The moment after two lung ventilation is resumed, FiO₂ is lowered to the largest extent (above or equal to 0.4) while not causing hypoxemia (SpO₂ < 94%). During emergence, all patients are ventilated in synchronized intermittent mandatory ventilation (SIMV)-volume-guaranteed mode, with PEEP remaining the same with that of the intraoperative level, and FiO₂ fixed till extubation unless hypoxemia occurs during emergence.

Intervention

For patients in both groups, one lung ventilation is initiated after readjusting the position of the double lumen tube in lateral decubitus position, The lumen to the independent lung remain closed to air during the interval between intubation to pleural opening. It’s opened to air for 2 min after pleural opening, and subsequently connected with the apneic oxygen insufflation device, which delivers pure oxygen to the independent lung at a constant rate of 5L/min. The dependent lung is ventilated in pressure-controlled volume-guaranteed (PCV-VG) mode, with a tidal volume of 4-5 ml/kg, I:E set to 1:2, and respiratory rate adjusted to maintain end-expiratory carbon dioxide within the range of 30-40 mmHg.

[Stored entries]
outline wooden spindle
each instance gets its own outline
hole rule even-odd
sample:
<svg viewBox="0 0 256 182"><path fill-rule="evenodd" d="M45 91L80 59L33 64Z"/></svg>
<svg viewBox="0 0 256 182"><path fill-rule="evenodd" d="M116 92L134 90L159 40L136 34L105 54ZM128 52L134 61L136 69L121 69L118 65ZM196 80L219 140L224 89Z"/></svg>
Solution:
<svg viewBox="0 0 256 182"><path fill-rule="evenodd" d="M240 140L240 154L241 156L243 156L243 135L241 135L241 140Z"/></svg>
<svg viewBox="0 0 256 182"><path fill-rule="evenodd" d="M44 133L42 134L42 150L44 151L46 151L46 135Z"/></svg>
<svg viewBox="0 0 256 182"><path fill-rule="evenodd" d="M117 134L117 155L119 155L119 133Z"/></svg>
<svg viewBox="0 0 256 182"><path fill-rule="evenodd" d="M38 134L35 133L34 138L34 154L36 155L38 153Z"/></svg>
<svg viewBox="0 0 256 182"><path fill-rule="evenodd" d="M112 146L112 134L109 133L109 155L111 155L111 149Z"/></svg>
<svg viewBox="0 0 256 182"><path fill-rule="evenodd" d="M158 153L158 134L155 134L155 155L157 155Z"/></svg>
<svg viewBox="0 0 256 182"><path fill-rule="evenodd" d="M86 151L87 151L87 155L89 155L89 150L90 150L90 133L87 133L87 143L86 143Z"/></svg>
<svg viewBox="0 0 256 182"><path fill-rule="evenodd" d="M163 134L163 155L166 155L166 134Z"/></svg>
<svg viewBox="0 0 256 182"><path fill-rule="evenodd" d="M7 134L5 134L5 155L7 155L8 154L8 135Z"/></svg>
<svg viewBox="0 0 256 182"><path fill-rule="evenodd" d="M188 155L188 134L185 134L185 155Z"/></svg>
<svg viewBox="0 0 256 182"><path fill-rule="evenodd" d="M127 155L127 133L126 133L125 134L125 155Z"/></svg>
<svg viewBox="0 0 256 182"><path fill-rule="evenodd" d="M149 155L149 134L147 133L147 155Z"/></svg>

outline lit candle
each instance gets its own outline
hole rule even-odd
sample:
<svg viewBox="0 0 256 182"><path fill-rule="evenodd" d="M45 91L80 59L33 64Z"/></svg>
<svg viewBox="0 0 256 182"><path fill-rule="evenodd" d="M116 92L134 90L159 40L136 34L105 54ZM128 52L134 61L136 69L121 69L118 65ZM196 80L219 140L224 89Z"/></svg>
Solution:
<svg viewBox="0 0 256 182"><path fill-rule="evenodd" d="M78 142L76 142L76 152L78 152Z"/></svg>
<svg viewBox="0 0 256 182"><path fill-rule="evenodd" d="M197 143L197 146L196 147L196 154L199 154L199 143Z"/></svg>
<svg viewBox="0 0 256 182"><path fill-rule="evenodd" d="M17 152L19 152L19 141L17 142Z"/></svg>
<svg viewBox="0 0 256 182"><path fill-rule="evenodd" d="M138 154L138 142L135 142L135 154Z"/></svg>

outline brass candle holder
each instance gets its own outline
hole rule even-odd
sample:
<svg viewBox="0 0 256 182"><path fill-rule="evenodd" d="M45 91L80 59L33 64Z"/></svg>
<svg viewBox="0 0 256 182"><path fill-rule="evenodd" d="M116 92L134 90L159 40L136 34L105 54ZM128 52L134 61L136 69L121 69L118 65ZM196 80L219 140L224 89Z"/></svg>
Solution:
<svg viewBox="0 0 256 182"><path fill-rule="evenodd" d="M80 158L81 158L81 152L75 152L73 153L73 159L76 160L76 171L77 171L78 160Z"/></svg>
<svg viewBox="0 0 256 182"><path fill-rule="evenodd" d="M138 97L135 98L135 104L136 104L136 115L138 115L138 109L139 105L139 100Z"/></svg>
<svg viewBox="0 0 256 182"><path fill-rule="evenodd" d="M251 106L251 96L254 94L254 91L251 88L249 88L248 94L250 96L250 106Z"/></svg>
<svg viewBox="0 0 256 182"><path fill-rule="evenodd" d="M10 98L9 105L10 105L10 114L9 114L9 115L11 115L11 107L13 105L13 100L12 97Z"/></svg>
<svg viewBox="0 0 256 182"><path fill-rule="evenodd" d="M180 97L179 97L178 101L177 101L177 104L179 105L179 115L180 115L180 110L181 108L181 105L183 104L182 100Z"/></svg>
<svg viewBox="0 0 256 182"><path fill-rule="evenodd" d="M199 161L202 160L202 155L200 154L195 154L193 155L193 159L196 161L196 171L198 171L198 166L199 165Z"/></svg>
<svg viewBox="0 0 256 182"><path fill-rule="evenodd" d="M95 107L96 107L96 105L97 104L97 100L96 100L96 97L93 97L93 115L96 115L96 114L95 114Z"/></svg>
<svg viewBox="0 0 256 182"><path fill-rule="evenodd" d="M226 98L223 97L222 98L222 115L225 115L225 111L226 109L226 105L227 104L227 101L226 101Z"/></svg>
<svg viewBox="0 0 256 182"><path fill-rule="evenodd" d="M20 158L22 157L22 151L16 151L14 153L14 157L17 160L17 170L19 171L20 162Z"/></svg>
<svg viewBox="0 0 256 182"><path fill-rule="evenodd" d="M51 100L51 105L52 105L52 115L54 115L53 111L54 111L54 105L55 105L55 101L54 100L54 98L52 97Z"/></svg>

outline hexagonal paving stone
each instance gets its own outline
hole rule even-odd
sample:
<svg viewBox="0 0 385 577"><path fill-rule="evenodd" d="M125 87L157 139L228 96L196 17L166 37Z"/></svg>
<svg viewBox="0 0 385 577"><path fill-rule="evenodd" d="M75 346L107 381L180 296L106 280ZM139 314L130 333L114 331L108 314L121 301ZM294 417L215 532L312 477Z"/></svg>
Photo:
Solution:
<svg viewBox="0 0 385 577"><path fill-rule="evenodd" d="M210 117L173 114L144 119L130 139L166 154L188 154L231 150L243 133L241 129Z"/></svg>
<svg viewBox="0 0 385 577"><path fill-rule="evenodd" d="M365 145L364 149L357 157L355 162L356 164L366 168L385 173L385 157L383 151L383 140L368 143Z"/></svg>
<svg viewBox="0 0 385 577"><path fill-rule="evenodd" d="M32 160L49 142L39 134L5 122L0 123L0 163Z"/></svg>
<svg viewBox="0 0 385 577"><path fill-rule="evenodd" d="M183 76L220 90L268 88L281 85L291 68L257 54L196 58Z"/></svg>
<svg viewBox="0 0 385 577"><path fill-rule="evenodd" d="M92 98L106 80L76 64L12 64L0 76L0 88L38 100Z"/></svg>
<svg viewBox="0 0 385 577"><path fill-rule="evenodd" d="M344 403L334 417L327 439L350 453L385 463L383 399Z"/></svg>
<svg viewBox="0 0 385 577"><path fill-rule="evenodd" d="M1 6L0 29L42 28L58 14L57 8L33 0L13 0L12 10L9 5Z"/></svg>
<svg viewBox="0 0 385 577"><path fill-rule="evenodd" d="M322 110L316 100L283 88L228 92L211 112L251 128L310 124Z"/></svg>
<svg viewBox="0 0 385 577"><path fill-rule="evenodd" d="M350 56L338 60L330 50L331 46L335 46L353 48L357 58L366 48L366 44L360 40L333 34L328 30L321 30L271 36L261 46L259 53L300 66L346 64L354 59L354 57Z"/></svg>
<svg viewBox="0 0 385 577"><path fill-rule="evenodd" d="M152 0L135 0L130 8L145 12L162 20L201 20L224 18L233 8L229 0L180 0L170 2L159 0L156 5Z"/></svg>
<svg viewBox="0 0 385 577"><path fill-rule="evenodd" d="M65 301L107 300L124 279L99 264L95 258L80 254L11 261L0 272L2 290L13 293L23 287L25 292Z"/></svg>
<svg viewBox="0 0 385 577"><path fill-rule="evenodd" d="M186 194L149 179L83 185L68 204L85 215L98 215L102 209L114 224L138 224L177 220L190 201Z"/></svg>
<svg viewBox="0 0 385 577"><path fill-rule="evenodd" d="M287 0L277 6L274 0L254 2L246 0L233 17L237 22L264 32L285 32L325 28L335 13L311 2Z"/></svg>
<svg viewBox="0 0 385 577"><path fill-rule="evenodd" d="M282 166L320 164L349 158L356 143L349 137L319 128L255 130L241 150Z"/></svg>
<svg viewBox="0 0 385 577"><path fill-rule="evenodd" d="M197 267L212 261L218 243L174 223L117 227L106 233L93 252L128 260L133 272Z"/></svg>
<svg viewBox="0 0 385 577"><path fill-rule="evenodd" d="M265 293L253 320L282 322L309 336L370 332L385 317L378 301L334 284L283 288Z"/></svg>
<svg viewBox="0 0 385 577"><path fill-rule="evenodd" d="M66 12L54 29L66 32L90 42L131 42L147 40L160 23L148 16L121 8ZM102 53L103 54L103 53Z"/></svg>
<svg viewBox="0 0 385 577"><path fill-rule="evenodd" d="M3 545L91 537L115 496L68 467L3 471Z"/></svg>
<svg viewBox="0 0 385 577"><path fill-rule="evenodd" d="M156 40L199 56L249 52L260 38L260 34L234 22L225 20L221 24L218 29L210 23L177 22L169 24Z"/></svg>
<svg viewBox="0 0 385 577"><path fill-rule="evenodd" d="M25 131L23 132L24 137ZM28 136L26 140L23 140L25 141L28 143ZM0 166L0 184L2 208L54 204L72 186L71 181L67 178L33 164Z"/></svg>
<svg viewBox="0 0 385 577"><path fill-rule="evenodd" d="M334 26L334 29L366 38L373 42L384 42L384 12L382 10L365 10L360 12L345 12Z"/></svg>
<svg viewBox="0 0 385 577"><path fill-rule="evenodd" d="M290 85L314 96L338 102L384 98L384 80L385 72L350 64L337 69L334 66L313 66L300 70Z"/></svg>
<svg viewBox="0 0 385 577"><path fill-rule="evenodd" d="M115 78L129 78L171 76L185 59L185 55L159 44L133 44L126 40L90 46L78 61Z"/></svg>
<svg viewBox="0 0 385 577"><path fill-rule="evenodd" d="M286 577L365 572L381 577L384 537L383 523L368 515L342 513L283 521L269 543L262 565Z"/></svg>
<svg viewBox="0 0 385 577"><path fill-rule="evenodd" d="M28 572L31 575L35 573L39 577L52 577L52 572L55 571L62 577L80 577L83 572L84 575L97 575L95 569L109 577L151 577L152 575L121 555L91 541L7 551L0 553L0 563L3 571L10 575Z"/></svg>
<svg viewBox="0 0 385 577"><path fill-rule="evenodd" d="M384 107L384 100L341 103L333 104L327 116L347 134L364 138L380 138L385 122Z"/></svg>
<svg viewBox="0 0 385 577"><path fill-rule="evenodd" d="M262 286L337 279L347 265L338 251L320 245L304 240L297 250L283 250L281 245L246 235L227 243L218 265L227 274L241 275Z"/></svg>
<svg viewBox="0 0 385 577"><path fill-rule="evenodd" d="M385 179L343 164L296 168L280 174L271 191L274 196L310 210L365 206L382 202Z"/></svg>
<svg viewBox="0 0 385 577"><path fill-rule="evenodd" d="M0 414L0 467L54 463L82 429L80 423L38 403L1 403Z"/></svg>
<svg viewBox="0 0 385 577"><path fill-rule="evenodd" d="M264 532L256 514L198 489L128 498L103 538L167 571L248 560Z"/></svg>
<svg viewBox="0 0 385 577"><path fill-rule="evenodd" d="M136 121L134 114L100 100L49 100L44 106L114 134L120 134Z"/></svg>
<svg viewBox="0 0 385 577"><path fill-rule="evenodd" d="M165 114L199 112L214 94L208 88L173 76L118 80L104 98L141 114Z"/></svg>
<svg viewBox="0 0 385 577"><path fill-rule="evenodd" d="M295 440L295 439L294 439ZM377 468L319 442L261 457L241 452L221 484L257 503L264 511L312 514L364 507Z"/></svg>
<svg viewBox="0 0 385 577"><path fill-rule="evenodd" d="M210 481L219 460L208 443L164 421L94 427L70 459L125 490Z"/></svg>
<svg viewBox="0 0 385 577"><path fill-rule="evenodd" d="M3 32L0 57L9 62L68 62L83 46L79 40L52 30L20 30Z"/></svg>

- _PROBLEM 1_
Say whether each statement agrees with the ventilation protocol excerpt, answering yes or no and quoting the deciding words of the text: (a) Pure oxygen reaches the independent lung at a constant 5 L/min. (b) During emergence, PEEP is raised above the intraoperative level. (c) The dependent lung is ventilated with a tidal volume of 6-8 ml/kg.
- _PROBLEM 2_
Rewrite the stretch of the ventilation protocol excerpt from "Intervention" through "range of 30-40 mmHg.", substituting "chest opening" for "pleural opening".

- _WRITTEN REPLY 1_
(a) Yes: "delivers pure oxygen to the independent lung at a constant rate of 5L/min"
(b) No: "with PEEP remaining the same with that of the intraoperative level"
(c) No: "with a tidal volume of 4-5 ml/kg"

- _WRITTEN REPLY 2_
Intervention

For patients in both groups, one lung ventilation is initiated after readjusting the position of the double lumen tube in lateral decubitus position, The lumen to the independent lung remain closed to air during the interval between intubation to chest opening. It’s opened to air for 2 min after chest opening, and subsequently connected with the apneic oxygen insufflation device, which delivers pure oxygen to the independent lung at a constant rate of 5L/min. The dependent lung is ventilated in pressure-controlled volume-guaranteed (PCV-VG) mode, with a tidal volume of 4-5 ml/kg, I:E set to 1:2, and respiratory rate adjusted to maintain end-expiratory carbon dioxide within the range of 30-40 mmHg.